◆ **Work required**
Filter out all lines without the word "brick" from the data below, please, and copy the rest.
────────────────────────────────────────
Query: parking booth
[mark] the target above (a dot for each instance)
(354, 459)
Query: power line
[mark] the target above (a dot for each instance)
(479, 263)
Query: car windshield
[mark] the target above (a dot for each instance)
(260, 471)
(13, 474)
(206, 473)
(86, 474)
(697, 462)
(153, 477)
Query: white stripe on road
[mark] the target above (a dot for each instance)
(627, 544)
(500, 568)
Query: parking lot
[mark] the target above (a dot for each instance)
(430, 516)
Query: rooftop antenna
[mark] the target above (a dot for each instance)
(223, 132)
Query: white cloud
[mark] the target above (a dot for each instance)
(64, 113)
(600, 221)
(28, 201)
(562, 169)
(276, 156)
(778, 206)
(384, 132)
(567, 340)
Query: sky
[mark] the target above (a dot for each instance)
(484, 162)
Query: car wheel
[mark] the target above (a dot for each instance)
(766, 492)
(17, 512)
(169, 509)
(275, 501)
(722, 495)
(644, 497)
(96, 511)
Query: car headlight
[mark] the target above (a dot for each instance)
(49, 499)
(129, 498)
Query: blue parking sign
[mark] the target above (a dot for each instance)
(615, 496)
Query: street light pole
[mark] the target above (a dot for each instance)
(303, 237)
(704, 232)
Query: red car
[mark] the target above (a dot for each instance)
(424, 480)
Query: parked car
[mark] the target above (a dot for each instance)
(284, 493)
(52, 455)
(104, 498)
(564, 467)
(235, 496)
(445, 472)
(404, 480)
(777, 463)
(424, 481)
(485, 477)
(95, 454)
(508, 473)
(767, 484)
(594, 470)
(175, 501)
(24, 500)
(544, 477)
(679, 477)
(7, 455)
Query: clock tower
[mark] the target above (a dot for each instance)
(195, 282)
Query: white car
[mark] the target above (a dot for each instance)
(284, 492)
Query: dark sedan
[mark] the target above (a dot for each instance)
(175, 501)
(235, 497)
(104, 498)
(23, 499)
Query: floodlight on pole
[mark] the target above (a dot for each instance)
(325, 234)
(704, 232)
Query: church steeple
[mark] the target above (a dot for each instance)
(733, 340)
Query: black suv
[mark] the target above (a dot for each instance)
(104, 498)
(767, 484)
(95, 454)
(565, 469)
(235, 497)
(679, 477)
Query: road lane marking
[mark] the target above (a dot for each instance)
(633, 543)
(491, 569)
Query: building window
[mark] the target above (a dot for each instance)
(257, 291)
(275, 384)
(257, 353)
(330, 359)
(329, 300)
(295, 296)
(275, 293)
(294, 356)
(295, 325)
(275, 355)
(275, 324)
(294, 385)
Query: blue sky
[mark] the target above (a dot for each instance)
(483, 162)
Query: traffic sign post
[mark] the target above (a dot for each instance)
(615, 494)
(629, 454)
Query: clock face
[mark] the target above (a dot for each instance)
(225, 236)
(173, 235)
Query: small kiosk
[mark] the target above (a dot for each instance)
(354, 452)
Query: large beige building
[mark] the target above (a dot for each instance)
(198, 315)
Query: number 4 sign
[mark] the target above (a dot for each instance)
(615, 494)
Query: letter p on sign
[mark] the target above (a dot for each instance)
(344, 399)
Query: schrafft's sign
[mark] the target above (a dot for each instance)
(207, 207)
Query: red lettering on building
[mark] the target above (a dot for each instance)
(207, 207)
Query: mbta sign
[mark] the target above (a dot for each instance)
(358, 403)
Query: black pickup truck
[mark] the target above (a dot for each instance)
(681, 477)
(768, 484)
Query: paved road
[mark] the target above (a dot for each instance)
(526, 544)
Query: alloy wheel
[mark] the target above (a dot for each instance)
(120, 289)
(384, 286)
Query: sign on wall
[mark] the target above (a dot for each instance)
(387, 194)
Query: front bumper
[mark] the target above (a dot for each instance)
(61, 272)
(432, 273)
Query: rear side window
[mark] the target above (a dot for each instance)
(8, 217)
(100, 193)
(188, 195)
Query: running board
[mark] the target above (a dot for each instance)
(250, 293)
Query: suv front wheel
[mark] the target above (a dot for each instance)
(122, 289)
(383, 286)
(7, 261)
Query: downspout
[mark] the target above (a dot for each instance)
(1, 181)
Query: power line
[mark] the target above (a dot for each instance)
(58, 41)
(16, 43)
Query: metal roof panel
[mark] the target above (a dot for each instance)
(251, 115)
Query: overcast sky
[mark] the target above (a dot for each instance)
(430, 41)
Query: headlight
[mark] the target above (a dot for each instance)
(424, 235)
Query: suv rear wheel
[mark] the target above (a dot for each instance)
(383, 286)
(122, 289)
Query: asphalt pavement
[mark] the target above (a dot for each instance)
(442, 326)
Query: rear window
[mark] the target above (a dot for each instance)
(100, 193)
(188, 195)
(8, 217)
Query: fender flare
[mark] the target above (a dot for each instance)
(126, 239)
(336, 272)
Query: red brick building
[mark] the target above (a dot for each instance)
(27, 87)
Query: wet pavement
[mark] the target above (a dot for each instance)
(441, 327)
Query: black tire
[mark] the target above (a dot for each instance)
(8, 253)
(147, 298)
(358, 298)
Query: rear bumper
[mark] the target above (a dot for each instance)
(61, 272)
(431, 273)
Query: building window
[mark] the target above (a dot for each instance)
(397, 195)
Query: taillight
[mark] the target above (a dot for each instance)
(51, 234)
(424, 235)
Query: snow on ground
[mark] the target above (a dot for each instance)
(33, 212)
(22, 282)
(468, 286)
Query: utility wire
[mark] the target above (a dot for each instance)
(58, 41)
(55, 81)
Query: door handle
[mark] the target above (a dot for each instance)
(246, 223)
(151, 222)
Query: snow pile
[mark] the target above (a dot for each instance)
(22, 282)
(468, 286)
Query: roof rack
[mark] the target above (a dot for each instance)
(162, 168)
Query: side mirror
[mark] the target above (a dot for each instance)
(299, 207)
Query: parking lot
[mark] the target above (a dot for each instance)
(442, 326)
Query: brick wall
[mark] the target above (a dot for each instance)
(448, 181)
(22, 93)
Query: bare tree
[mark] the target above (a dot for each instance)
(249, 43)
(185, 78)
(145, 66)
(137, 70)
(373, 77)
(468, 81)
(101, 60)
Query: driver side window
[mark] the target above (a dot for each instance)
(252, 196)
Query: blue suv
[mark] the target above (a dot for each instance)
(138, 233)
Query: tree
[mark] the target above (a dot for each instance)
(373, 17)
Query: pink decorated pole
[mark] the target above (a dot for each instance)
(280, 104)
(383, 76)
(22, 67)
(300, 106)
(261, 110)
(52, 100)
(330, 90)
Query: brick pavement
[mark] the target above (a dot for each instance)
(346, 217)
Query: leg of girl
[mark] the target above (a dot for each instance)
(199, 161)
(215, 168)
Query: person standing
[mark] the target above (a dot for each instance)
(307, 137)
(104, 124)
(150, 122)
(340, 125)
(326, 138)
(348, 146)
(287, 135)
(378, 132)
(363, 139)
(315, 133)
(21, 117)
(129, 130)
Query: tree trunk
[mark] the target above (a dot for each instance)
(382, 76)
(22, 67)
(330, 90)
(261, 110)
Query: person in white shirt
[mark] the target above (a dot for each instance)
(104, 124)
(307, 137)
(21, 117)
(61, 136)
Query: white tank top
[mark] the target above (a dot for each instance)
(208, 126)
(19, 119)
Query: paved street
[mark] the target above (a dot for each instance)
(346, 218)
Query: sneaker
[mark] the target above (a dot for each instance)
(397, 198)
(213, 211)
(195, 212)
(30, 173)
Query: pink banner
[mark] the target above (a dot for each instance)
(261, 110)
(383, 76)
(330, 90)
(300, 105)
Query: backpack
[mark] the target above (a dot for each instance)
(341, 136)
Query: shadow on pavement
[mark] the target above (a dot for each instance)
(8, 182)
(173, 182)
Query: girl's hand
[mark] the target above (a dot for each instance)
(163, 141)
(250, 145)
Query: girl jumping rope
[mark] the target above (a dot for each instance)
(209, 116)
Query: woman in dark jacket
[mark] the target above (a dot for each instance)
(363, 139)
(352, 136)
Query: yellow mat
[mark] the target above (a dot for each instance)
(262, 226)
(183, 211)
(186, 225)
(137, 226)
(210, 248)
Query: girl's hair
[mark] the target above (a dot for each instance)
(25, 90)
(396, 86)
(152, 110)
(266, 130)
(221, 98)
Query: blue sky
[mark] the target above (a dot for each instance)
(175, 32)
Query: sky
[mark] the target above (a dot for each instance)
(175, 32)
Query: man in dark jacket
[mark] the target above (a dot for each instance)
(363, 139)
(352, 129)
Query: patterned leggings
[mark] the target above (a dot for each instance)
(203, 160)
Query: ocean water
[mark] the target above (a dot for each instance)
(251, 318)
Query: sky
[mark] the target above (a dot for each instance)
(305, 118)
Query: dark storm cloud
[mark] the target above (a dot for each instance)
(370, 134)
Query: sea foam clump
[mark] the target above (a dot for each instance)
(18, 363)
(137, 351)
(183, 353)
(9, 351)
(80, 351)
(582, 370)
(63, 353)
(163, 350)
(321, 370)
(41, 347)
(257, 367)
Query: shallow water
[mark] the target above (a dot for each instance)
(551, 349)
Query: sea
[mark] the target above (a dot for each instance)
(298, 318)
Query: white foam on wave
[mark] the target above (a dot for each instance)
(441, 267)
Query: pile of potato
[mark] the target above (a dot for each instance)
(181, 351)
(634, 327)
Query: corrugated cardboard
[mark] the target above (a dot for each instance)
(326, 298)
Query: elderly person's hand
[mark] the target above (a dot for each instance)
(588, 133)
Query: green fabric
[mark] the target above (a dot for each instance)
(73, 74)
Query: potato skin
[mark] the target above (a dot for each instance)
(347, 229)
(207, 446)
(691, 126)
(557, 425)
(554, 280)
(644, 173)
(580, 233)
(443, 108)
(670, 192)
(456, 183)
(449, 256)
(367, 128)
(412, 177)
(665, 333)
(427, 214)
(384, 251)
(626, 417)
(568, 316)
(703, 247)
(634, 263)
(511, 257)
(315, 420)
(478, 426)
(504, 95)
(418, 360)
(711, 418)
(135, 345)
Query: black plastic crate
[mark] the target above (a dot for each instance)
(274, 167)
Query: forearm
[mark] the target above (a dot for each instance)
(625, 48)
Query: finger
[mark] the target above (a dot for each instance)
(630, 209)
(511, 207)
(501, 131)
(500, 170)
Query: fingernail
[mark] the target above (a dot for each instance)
────────────────────────────────────────
◆ **Solution to this problem**
Query: red brick building
Query: brick wall
Query: brick pavement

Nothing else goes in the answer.